→ **What the task asks**: In the entries below, filter for the word "concrete" and copy every matching line.

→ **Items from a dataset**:
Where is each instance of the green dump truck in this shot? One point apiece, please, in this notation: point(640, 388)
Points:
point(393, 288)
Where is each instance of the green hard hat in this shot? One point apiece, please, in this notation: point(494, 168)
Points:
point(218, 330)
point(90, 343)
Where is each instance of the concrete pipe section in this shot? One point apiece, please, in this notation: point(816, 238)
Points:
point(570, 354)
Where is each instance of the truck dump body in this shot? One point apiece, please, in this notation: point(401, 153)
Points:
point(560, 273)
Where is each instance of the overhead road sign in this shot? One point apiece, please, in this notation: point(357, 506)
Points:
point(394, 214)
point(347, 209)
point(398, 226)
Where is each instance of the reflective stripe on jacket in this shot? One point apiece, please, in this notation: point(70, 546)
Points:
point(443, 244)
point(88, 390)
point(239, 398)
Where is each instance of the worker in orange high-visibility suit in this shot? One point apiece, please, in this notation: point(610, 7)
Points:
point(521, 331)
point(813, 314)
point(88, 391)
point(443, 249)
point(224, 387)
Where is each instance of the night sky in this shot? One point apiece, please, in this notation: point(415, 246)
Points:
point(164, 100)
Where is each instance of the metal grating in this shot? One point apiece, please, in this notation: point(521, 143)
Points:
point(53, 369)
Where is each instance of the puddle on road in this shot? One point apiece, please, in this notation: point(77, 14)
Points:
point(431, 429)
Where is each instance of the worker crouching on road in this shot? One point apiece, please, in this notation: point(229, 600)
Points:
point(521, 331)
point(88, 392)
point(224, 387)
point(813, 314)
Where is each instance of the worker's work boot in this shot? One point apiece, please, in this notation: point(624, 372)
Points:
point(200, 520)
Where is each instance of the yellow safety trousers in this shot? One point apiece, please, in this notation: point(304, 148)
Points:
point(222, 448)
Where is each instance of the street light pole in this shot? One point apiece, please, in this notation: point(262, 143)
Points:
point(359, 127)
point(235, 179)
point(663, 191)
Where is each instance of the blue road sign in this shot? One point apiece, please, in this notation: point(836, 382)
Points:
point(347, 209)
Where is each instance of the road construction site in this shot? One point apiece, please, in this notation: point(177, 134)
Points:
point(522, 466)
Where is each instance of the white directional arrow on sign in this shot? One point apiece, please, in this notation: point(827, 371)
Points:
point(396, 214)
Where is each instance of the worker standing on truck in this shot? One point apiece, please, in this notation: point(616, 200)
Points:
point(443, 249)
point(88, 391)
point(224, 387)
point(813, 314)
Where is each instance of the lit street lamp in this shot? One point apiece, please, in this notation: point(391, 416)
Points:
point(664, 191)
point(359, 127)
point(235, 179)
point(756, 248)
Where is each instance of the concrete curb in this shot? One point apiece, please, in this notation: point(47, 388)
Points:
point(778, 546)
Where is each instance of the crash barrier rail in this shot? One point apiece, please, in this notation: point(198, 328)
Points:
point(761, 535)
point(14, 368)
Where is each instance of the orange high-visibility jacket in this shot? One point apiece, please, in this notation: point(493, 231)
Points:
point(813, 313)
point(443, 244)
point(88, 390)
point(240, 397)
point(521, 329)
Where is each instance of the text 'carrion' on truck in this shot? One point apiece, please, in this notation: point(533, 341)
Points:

→ **Solution to this exercise**:
Where is each instance of the concrete pipe section in this shot? One point apiece, please, in this notation: point(816, 238)
Where is each instance of the concrete curb in this shot? One point apiece, please, in this notation: point(47, 388)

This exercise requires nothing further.